### Fragmento del documento
La etimología de la palabra paciencia nos conduce al verbo latino pati, sufrir, que une a quien no tiene prisa con quien sufre una enfermedad. Durante la pandemia, en que el agente por excelencia es un virus insaciable, todos somos doblemente pacientes. Sintomáticos o asintomáticos, en el hospital o en casa, nos vemos obligados a aprender a gestionar la ansiedad, la desesperación, mientras padecemos la COVID-19 en nuestro propio cuerpo o en el de nuestros familiares, amigos o vecinos.

No es extraño que estas semanas de cuarentena nos hayan convertido a todos en pacientes atentos. Durante los últimos años la aceleración y el sobreestímulo nos habían transformado en criaturas distraídas, con serios problemas de concentración. Pero la atención se ha vuelto ahora imprescindible en su bisemia: cortesía y estudio, respeto y alerta. Atender es sinónimo de cuidar y de esperar, de interesarse por el otro, por lo ajeno.

Datos recopilados:
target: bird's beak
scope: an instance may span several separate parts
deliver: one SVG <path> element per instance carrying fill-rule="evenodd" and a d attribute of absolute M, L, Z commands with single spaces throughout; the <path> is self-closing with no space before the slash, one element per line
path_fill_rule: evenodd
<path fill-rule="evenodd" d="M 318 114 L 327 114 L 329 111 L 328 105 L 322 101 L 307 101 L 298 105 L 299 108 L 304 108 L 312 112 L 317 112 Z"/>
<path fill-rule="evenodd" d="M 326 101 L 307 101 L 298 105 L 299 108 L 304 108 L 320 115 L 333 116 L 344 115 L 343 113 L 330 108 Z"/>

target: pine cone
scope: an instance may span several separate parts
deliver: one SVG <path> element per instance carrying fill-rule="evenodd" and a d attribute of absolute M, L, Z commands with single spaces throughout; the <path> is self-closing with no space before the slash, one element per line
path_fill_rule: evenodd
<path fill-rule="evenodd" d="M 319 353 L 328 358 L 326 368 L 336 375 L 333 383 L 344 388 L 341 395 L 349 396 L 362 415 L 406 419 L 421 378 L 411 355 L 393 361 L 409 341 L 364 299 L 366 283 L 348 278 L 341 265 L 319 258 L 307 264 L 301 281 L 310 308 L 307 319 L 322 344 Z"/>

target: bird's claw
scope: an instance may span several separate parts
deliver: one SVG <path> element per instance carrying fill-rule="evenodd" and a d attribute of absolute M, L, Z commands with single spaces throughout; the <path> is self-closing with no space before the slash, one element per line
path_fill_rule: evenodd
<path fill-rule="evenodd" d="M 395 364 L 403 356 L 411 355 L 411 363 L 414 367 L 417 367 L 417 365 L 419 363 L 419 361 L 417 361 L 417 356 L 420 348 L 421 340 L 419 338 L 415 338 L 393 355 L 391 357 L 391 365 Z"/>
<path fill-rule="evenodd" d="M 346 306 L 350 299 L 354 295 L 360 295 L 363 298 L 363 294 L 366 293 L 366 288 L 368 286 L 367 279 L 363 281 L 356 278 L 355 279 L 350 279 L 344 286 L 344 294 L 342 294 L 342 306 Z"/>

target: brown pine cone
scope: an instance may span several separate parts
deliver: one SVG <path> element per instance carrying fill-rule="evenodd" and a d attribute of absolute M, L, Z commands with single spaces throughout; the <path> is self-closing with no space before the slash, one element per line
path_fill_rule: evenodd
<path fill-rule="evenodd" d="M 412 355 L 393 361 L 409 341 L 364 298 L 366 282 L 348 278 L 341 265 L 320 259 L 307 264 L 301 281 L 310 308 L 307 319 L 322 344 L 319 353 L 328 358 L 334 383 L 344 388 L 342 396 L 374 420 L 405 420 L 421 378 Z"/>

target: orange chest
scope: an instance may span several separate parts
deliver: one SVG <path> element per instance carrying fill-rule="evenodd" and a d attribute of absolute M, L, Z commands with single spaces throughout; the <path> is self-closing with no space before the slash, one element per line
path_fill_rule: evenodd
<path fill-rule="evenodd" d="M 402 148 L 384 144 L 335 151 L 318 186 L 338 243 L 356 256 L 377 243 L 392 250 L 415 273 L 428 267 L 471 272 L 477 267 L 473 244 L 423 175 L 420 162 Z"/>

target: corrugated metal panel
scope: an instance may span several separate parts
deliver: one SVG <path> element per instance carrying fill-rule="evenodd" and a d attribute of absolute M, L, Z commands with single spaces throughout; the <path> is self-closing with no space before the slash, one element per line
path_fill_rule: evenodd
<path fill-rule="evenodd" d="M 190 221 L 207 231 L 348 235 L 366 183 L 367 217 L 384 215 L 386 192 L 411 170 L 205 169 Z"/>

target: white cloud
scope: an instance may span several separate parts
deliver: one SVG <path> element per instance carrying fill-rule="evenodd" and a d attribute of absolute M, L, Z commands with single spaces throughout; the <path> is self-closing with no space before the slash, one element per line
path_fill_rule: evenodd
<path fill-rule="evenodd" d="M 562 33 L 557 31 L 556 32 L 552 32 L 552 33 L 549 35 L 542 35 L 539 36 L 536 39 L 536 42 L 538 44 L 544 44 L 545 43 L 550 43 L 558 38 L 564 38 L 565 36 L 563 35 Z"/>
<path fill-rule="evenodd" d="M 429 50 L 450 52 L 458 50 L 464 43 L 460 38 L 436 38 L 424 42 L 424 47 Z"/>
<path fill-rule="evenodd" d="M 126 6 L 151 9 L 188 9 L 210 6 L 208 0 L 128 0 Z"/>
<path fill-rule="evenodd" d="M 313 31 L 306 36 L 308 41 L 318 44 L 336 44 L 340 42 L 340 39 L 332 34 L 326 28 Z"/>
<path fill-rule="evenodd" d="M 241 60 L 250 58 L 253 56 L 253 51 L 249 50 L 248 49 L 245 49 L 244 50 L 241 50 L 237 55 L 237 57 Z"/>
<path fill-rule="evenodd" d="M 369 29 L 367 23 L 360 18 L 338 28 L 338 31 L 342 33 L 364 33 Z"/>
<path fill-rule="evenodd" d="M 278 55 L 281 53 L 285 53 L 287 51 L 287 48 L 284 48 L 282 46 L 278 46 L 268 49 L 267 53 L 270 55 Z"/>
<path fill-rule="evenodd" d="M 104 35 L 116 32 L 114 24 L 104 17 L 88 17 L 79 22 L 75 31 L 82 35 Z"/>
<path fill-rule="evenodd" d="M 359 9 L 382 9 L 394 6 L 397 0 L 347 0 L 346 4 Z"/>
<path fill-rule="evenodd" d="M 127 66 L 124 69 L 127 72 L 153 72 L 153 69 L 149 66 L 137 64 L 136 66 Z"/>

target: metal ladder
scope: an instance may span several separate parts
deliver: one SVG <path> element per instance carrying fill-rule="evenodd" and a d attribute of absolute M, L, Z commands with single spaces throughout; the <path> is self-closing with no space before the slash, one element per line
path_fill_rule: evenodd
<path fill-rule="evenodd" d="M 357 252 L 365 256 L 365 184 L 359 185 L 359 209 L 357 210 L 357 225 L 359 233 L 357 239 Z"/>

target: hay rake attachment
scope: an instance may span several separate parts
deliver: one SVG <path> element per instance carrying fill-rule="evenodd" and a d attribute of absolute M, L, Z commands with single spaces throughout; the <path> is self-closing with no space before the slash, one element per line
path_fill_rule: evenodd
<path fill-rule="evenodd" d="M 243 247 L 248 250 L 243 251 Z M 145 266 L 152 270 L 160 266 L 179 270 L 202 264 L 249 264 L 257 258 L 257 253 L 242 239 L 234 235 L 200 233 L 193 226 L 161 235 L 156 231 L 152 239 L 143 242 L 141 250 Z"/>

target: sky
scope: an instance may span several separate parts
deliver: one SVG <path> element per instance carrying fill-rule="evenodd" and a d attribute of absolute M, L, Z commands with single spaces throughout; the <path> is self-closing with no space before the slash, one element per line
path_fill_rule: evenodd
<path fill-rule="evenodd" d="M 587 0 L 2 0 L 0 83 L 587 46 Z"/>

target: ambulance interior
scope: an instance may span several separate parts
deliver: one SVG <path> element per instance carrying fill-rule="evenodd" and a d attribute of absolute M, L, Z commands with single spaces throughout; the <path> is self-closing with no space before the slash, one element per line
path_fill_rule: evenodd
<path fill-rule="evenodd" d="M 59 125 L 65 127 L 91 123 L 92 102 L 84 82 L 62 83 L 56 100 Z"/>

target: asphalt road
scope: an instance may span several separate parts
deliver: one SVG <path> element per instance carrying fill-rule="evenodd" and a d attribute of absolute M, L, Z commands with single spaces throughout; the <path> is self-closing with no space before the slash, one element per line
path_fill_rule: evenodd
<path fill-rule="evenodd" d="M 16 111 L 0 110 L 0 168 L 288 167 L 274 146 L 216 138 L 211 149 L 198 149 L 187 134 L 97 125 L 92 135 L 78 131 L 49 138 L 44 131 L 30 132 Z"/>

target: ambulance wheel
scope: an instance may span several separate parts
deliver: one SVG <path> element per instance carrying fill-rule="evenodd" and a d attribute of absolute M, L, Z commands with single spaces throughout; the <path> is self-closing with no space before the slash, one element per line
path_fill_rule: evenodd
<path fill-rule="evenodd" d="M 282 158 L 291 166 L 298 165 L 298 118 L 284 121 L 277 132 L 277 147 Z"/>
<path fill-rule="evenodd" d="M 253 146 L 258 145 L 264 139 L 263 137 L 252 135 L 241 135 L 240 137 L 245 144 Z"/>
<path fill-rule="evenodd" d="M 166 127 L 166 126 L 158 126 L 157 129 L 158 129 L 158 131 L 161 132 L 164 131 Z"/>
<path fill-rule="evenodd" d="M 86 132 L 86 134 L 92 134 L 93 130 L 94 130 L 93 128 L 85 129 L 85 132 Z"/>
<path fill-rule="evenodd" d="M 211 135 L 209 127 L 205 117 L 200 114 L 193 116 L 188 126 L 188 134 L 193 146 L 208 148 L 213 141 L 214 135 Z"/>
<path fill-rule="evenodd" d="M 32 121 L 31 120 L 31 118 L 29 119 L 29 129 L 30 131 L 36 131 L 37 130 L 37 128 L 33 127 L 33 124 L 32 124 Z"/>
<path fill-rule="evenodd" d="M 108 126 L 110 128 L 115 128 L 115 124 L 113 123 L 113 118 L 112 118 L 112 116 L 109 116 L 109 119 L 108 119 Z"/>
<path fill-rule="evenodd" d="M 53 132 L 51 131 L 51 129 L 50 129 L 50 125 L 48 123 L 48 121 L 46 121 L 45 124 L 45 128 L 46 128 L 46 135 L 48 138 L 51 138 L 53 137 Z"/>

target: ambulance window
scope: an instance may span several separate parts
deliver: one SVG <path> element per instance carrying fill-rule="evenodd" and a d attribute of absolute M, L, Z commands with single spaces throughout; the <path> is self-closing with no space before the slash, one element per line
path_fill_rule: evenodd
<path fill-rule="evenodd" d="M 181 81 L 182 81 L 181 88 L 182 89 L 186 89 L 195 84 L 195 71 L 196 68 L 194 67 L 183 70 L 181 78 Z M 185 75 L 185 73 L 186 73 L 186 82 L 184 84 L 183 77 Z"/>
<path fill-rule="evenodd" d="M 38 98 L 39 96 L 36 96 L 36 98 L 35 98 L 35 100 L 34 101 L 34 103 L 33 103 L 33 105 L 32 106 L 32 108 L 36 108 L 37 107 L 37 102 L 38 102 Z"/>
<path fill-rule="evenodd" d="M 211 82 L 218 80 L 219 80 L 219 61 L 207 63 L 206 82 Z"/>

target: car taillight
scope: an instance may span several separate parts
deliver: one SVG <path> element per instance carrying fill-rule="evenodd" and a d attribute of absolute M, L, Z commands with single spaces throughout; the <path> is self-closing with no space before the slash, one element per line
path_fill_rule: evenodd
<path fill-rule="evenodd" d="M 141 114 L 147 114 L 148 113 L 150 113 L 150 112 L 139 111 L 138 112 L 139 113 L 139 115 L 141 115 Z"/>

### Requisito 1
Copia el fragmento sobre la paciencia empezando en "La etimología de" y terminando en "amigos o vecinos.", y cambia "insaciable" por "implacable".
### Requisito 2
Según el fragmento sobre la paciencia, ¿de qué verbo latino procede esa palabra y qué significa?

### Resultado de la tarea 1
La etimología de la palabra paciencia nos conduce al verbo latino pati, sufrir, que une a quien no tiene prisa con quien sufre una enfermedad. Durante la pandemia, en que el agente por excelencia es un virus implacable, todos somos doblemente pacientes. Sintomáticos o asintomáticos, en el hospital o en casa, nos vemos obligados a aprender a gestionar la ansiedad, la desesperación, mientras padecemos la COVID-19 en nuestro propio cuerpo o en el de nuestros familiares, amigos o vecinos.

### Resultado de la tarea 2
Procede del verbo latino pati, que significa sufrir.